Task goal: Reproduce the records from the line with "[trace] woman's hand" up to and including the final line of the records, swapping "outline" for "contour" and leaving all else unchanged.

Polygon annotations for photos:
.....
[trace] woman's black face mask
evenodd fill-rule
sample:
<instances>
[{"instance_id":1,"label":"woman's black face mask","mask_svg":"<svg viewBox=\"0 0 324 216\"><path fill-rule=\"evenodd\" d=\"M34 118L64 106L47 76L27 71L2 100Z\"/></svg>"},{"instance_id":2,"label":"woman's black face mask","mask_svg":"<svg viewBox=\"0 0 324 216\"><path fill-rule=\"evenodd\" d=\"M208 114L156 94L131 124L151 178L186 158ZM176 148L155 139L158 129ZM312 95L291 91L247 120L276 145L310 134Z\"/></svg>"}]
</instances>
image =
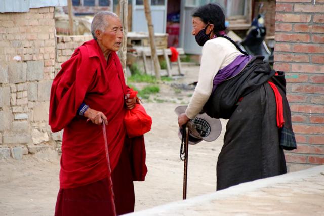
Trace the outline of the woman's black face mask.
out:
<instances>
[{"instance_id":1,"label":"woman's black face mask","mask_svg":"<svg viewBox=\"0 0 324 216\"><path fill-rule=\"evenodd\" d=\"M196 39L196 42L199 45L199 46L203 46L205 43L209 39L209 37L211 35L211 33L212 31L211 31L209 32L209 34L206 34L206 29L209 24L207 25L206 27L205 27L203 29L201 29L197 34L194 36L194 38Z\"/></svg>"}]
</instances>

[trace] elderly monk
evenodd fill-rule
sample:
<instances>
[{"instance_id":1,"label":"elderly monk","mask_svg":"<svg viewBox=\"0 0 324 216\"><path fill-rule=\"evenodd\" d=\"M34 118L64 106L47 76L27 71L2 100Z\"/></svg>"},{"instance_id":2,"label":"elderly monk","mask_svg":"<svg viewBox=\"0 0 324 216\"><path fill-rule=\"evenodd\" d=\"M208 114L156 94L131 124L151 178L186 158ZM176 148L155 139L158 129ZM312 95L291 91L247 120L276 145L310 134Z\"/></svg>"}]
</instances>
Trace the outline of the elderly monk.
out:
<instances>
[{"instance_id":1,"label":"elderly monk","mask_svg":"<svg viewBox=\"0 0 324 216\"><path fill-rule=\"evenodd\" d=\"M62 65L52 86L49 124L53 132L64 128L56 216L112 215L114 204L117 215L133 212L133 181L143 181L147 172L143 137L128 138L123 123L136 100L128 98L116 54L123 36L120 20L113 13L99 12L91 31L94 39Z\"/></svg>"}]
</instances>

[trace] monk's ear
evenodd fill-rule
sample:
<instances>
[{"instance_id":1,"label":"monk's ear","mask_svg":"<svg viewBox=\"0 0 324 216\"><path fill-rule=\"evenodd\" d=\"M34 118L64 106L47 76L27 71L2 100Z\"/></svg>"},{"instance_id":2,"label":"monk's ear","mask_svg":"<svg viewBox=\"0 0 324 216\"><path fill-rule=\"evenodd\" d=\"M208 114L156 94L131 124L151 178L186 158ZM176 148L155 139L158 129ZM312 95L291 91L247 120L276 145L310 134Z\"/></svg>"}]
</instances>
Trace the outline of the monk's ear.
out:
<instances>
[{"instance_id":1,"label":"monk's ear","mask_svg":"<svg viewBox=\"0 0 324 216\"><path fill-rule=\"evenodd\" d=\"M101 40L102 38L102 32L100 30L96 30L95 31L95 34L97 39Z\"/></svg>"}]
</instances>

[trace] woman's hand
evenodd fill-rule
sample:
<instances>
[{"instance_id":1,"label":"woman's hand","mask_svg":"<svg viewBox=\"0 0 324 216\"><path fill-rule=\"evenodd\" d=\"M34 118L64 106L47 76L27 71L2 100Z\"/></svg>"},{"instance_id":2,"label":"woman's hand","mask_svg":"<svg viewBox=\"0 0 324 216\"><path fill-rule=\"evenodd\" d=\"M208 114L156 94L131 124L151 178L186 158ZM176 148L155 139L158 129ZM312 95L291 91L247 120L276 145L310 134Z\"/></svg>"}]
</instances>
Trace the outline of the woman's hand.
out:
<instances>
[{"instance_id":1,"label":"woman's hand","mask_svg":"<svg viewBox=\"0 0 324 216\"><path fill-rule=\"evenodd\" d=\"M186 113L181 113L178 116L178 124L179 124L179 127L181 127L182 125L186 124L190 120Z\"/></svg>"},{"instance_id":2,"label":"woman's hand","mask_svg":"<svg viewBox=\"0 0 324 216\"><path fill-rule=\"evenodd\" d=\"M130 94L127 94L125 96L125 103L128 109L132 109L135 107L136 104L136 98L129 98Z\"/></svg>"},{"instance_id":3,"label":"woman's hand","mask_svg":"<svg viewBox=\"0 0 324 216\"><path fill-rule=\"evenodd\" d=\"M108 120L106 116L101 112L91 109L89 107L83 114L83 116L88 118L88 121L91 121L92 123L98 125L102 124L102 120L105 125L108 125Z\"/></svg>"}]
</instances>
.....
Reply to the exercise:
[trace] woman's hand
evenodd fill-rule
sample:
<instances>
[{"instance_id":1,"label":"woman's hand","mask_svg":"<svg viewBox=\"0 0 324 216\"><path fill-rule=\"evenodd\" d=\"M34 118L64 106L47 76L27 71L2 100Z\"/></svg>"},{"instance_id":2,"label":"woman's hand","mask_svg":"<svg viewBox=\"0 0 324 216\"><path fill-rule=\"evenodd\" d=\"M208 114L156 94L131 124L151 178L186 158ZM176 148L155 139L158 129ZM312 95L291 91L247 120L276 145L310 134Z\"/></svg>"}]
</instances>
Trace the contour of the woman's hand.
out:
<instances>
[{"instance_id":1,"label":"woman's hand","mask_svg":"<svg viewBox=\"0 0 324 216\"><path fill-rule=\"evenodd\" d=\"M186 113L181 113L178 116L178 124L179 124L179 127L181 127L182 125L186 124L190 120Z\"/></svg>"},{"instance_id":2,"label":"woman's hand","mask_svg":"<svg viewBox=\"0 0 324 216\"><path fill-rule=\"evenodd\" d=\"M130 94L127 94L125 96L125 103L128 109L132 109L135 107L136 104L136 98L129 98Z\"/></svg>"},{"instance_id":3,"label":"woman's hand","mask_svg":"<svg viewBox=\"0 0 324 216\"><path fill-rule=\"evenodd\" d=\"M108 120L106 116L101 112L91 109L89 107L83 114L83 116L88 118L88 121L91 121L92 123L98 125L102 124L102 120L105 125L108 125Z\"/></svg>"}]
</instances>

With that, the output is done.